(Beginning of Task input)

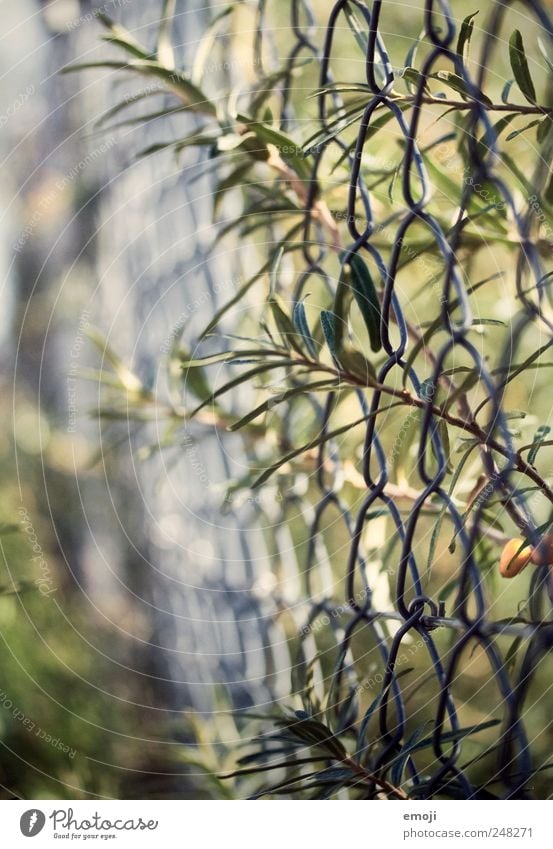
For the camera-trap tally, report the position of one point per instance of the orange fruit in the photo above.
(514, 558)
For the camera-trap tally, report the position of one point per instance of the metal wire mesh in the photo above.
(418, 614)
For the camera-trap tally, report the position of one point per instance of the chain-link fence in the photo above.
(433, 369)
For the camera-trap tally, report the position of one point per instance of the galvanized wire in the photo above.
(417, 613)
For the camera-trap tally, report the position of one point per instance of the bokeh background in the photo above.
(136, 615)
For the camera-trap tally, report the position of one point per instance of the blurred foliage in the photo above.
(280, 348)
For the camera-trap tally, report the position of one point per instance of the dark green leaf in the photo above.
(465, 34)
(519, 64)
(366, 298)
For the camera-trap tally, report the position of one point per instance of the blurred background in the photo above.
(135, 614)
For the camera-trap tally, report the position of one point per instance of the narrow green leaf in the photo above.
(314, 443)
(318, 386)
(364, 292)
(300, 321)
(465, 35)
(519, 64)
(539, 437)
(328, 323)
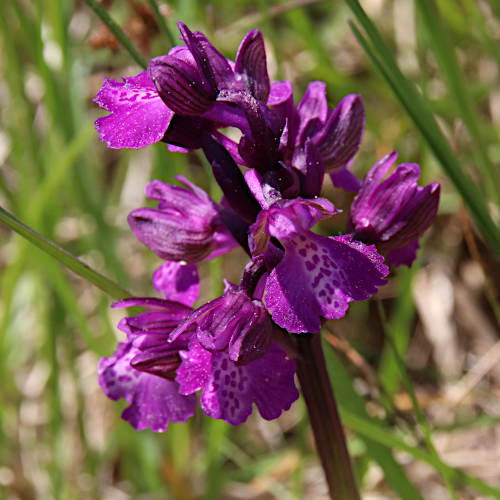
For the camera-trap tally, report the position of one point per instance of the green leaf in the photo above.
(64, 257)
(418, 110)
(117, 31)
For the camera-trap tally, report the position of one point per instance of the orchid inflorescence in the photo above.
(231, 348)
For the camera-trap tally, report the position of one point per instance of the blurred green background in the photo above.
(60, 438)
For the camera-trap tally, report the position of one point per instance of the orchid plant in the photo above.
(246, 346)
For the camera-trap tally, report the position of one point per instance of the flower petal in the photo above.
(154, 401)
(177, 282)
(230, 390)
(251, 64)
(138, 116)
(318, 277)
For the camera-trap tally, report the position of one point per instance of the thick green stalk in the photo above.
(325, 420)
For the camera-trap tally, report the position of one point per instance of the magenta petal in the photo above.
(177, 282)
(342, 133)
(318, 277)
(346, 180)
(230, 390)
(154, 401)
(138, 116)
(251, 64)
(404, 255)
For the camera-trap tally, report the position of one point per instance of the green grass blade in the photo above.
(65, 258)
(117, 31)
(161, 23)
(418, 111)
(445, 54)
(350, 400)
(400, 325)
(380, 435)
(409, 388)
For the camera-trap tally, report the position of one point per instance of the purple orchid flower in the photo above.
(318, 275)
(177, 96)
(229, 390)
(237, 321)
(158, 375)
(154, 401)
(393, 213)
(146, 382)
(296, 279)
(186, 226)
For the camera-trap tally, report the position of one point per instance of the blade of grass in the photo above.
(409, 388)
(351, 401)
(65, 258)
(418, 111)
(117, 31)
(447, 59)
(160, 21)
(400, 324)
(380, 435)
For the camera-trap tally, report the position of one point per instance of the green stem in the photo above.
(325, 420)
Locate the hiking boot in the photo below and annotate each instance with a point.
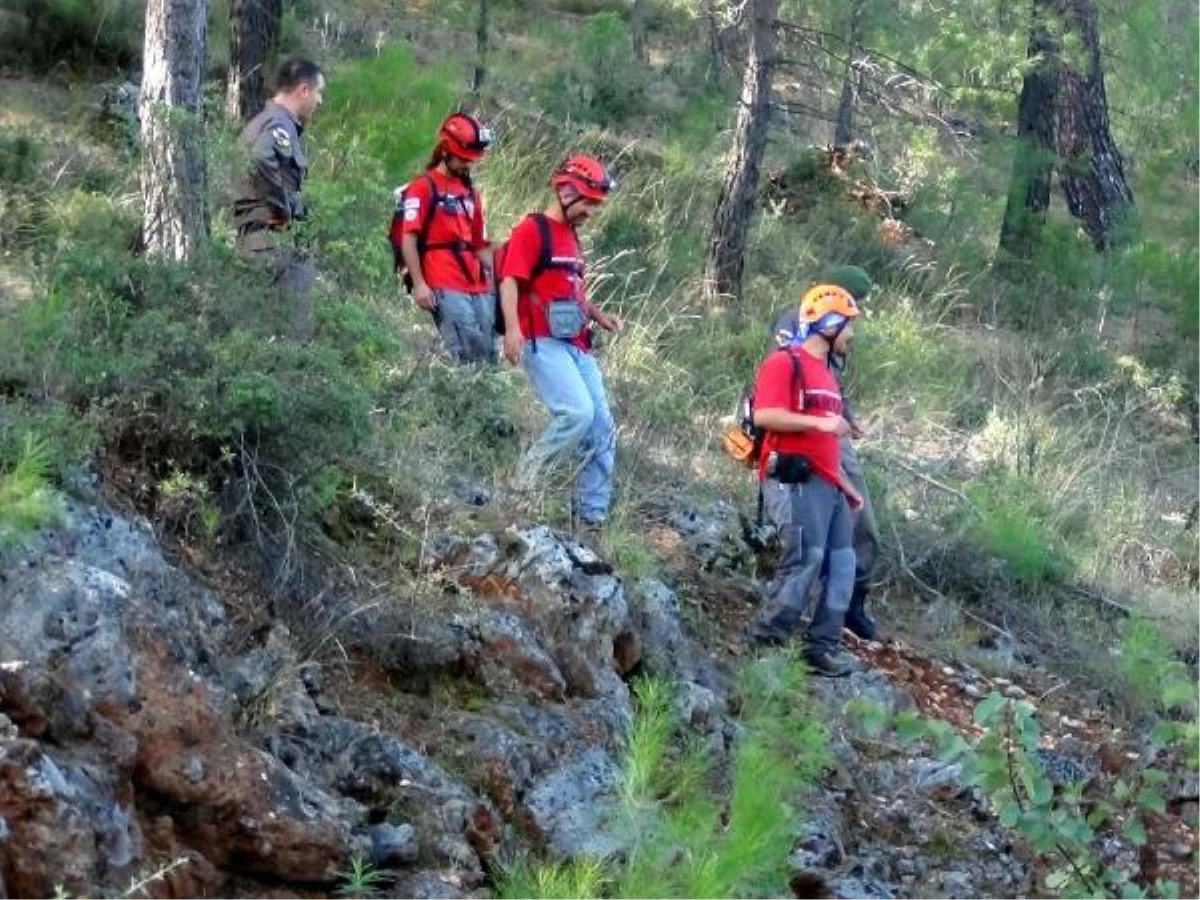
(756, 639)
(857, 622)
(828, 664)
(589, 533)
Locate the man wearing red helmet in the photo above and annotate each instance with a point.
(798, 403)
(444, 241)
(547, 330)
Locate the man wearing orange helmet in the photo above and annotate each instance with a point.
(547, 319)
(798, 403)
(865, 532)
(444, 241)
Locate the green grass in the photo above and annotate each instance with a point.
(27, 501)
(672, 802)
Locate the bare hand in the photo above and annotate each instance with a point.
(514, 346)
(425, 297)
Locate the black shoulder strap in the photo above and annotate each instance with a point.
(423, 237)
(546, 252)
(797, 376)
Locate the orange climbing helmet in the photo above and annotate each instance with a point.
(827, 306)
(462, 136)
(587, 175)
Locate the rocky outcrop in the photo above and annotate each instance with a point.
(119, 751)
(135, 738)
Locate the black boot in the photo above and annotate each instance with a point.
(828, 664)
(857, 621)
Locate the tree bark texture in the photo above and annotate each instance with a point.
(739, 187)
(1063, 125)
(637, 31)
(1029, 192)
(481, 40)
(253, 37)
(844, 131)
(173, 180)
(1091, 168)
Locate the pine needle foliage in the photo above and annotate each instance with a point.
(27, 501)
(693, 828)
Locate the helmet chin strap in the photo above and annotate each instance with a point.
(567, 207)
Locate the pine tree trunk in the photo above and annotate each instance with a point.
(1091, 169)
(844, 132)
(1063, 124)
(1029, 192)
(637, 30)
(253, 36)
(481, 35)
(739, 189)
(173, 181)
(715, 57)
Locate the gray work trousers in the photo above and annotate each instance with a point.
(467, 324)
(864, 529)
(293, 276)
(814, 527)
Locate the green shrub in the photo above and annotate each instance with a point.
(42, 34)
(27, 502)
(603, 83)
(678, 843)
(1015, 523)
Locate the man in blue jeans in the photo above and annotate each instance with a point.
(549, 331)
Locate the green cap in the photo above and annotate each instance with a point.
(849, 277)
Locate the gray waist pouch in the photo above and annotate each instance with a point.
(565, 318)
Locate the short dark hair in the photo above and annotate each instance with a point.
(295, 72)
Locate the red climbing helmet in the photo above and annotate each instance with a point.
(462, 136)
(586, 174)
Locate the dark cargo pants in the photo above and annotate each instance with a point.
(814, 527)
(467, 324)
(865, 533)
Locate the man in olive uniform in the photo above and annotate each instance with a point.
(269, 199)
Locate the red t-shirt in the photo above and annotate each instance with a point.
(459, 217)
(552, 283)
(816, 393)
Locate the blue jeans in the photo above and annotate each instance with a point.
(814, 527)
(581, 429)
(467, 325)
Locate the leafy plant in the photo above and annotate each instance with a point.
(361, 880)
(27, 502)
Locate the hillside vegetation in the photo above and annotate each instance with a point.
(1032, 438)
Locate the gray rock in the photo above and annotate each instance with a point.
(393, 845)
(573, 808)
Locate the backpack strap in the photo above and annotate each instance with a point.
(546, 253)
(457, 247)
(797, 388)
(423, 237)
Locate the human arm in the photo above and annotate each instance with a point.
(514, 341)
(609, 322)
(785, 420)
(423, 293)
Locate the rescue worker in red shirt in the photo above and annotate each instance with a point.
(547, 330)
(807, 495)
(444, 243)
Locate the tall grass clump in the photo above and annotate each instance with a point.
(672, 798)
(27, 501)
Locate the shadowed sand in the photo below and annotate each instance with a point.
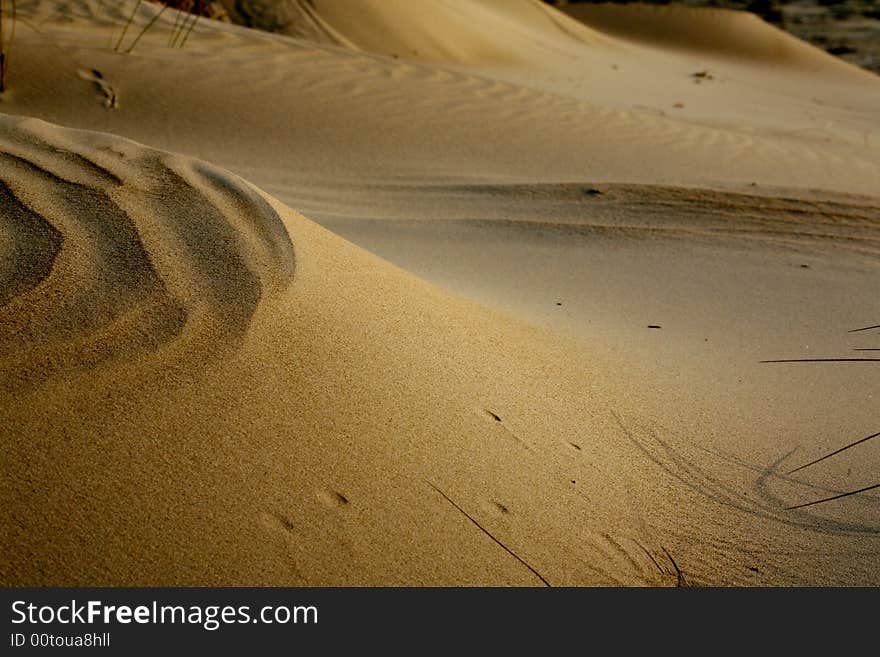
(557, 382)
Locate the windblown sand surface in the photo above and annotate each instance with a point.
(469, 293)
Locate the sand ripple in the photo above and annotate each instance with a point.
(112, 250)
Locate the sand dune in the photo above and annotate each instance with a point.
(200, 385)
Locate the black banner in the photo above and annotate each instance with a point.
(241, 620)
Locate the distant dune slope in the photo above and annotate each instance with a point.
(199, 385)
(517, 32)
(734, 34)
(202, 387)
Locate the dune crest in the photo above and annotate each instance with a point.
(114, 250)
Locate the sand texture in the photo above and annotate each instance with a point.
(436, 293)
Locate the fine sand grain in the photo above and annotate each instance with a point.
(470, 293)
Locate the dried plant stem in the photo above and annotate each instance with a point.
(191, 26)
(179, 21)
(146, 27)
(5, 45)
(128, 24)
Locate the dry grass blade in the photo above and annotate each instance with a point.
(179, 21)
(147, 27)
(489, 534)
(834, 497)
(837, 451)
(864, 328)
(5, 46)
(190, 29)
(128, 24)
(822, 360)
(681, 582)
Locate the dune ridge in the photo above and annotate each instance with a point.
(94, 279)
(557, 381)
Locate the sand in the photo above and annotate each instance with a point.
(471, 293)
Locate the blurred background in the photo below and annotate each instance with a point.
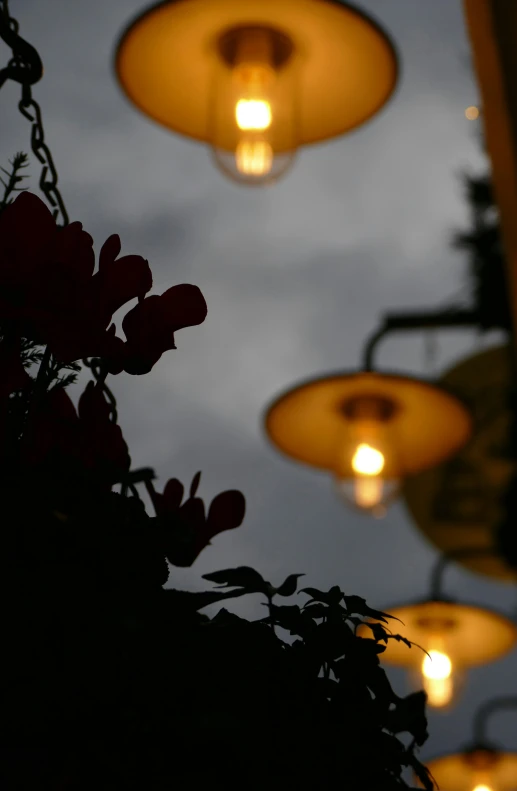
(295, 277)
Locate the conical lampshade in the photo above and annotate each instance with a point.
(256, 79)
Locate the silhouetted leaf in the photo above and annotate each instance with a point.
(400, 639)
(288, 617)
(224, 616)
(316, 610)
(358, 605)
(331, 597)
(288, 587)
(195, 484)
(196, 600)
(409, 716)
(422, 772)
(241, 577)
(379, 632)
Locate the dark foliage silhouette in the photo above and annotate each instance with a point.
(109, 680)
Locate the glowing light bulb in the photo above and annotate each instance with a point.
(365, 463)
(253, 114)
(472, 113)
(368, 463)
(254, 119)
(437, 678)
(254, 157)
(367, 460)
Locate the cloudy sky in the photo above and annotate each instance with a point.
(295, 277)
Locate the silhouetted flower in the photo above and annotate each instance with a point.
(88, 438)
(150, 326)
(186, 529)
(47, 280)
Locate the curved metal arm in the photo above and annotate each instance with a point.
(449, 557)
(486, 710)
(398, 322)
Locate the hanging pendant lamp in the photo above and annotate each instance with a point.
(456, 637)
(369, 430)
(256, 80)
(480, 766)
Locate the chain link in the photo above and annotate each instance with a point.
(25, 68)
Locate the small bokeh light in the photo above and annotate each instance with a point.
(472, 113)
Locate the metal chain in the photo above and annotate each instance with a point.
(25, 68)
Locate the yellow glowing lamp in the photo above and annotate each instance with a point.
(369, 430)
(456, 636)
(257, 79)
(475, 769)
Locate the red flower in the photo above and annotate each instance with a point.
(13, 374)
(186, 529)
(150, 326)
(89, 438)
(46, 277)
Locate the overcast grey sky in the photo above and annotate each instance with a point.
(295, 277)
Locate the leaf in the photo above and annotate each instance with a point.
(333, 596)
(379, 632)
(226, 512)
(423, 774)
(400, 639)
(195, 484)
(288, 587)
(197, 600)
(225, 617)
(358, 605)
(240, 577)
(286, 616)
(409, 716)
(316, 610)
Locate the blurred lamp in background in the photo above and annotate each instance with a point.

(End of Task input)

Exercise: Set down the line that contains "Locate the red flower" exactly. Do the same for each later line of the data, through the end, and add nothing.

Completed exercise:
Locate the red flower in the photo above and annotate each instance with a point.
(13, 374)
(186, 529)
(150, 326)
(89, 438)
(46, 277)
Locate the overcast grey sky in the photo above and annotate each instance with a point.
(295, 277)
Locate the leaf in the photo above and annotate each instance with a point.
(333, 596)
(379, 632)
(226, 512)
(423, 774)
(400, 639)
(195, 484)
(288, 587)
(197, 600)
(225, 617)
(358, 605)
(240, 577)
(286, 616)
(409, 716)
(316, 610)
Locate the blurred lamp in background in the photo above and annotate each instance with a point.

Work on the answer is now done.